And Dutch people love to be international oriented :-)

16thorold
Aug 6, 2007, 4:08 am

I haven't yet found a book published in the Netherlands that isn't in the KB catalogue - not surprising, really, as it's a copyright library. But obviously it doesn't present its data in an LT-friendly way, which is a pity.

The Dutch public library system has a public search tool that seems to work well (see bibliotheek.nl) but I imagine that's another one that doesn't provide an LT-compatible feed, otherwise you'd be using it already.

Speaking as an expat who's been living in the Netherlands for the best part of twenty years, I'm sure I would be a lot less ignorant about Dutch literature if it weren't for Dutch high multilinguality and the easy availability of English and German books here!

17timspalding
Aug 6, 2007, 7:50 am

> bibliotheek.nl

They use a standard called MARC XML, which is a close cousin to the main standard on LibraryThing, MARC. But they have a scolding paragraph about use, so we're asking first.

18thorold
Aug 6, 2007, 12:21 pm

...after trying a few more with KB search (I agree, it's as fast as slow-drying paint):

- I don't see any "expand" triangles on the search results
- the publication dates are there in the search result display but don't get imported
- the "Nothing found" bar always appears at the bottom of the search results

19xtien
Aug 6, 2007, 12:31 pm

>14 timspalding:
Dutch high multilinguality is caused by the small size of the country. You can't drive more than 200 miles without having to speak either German or French, or even Danish. Not so long ago, high school students would all take classes in English, French and German. Unfortunately, today they have to learn only English.

It doesn't cut into the market for Dutch literature, because reading novels in a foreign language requires better skills in that language than what you need for speaking it. Most people (> 90%) prefer to read translations.

The size of the Netherlands does cut into the market, it's harder to make a living as a writer. A lot of books sell only 5000 or so copies. There's fewer writers, and books are more expensive.

20timspalding
Aug 6, 2007, 3:12 pm

>I don't see any "expand" triangles on the search results

That's intentional. We're trying to get away from them. Most users don't understand them.

The rest I'll fix as soon as I can.

T

21edwinbcn
Aug 6, 2007, 6:42 pm

> #18
"it's as fast as slow-drying paint"

I noticed that it is faster and gives better results when you put your search term (book title) between inverted commas.

Without the inverted commas it searches the whole catalogue for each word separately and displays very many results. Putting "the book title" between inverted commas searches for strings and results faster in better results.

adding to Thorold's findings:
- the name partcles "van der" are displayed but not imported, so

search result "Heijden, A.F.Th van der"

is imported as:

"Heijden, A.F.Th."

22timspalding
Aug 6, 2007, 6:47 pm

Interesting stuff. Do you think it should add the quotes automatically? If that's faster, that would be a good thing.

I'll check out the van der problem. What's the deal with Dutch alphabetization anyway--is van der part of the last name for alphabetization purposes, or not?

23xtien
Aug 6, 2007, 6:58 pm

The "van der" is a separate part. It precedes the last name. The last name is "van der Heijden", but in the phone directory you'll find it under H. In a US phonebook, you'll find Vanderheijden instead of "van der Heijden". Same for "de Vries", "op 't Veld", etc.
German has the same thing: "von Neuman", "van Beethoven". French: "le Grand", "de Gaulle".
# # #
**Instructions for the task**
Please answer from the forum thread: which standard does bibliotheek.nl use?

**Data section**
# # #
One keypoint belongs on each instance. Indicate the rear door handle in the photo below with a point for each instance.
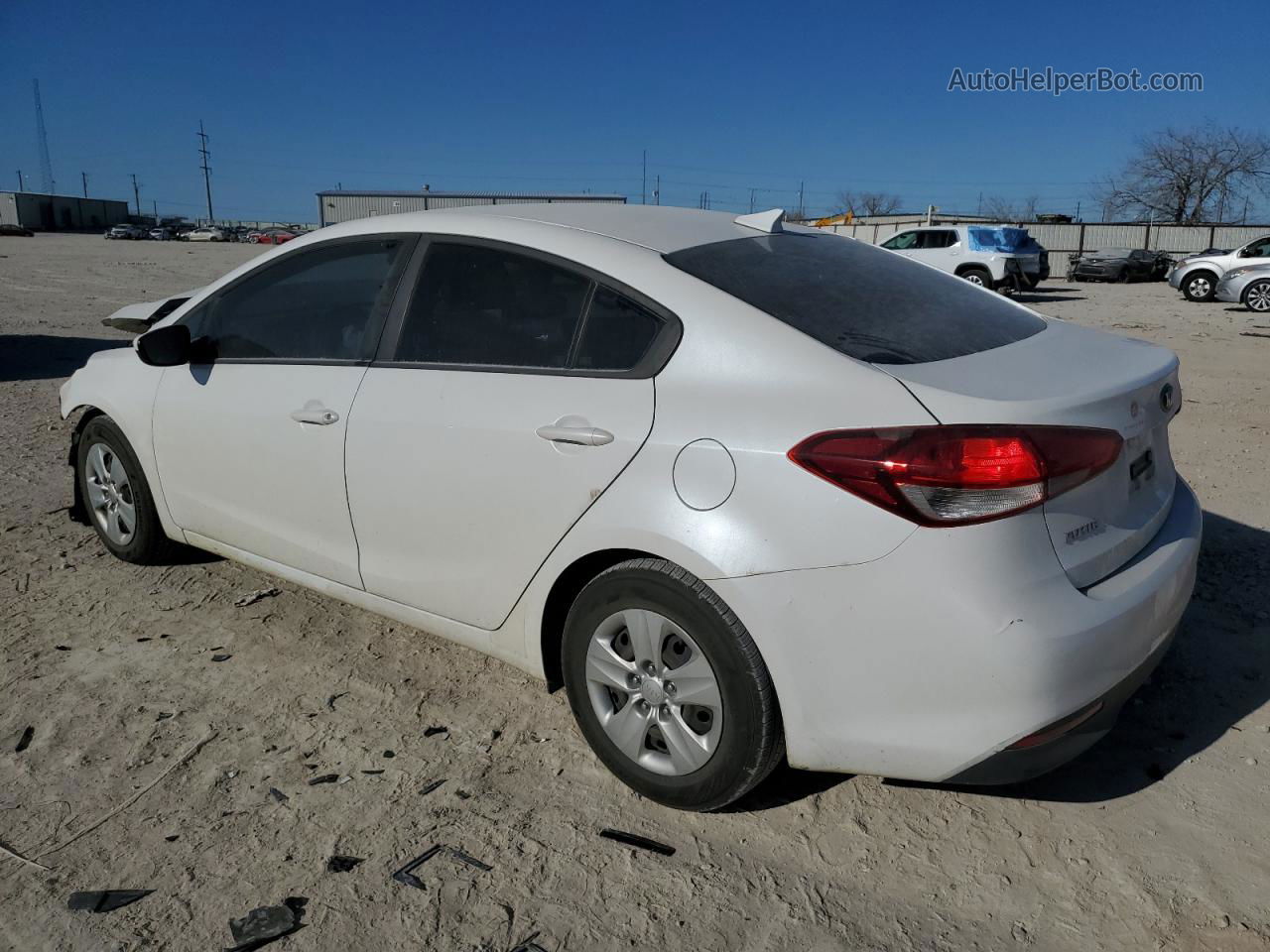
(318, 416)
(579, 435)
# # #
**Answer to this problem**
MARC XML.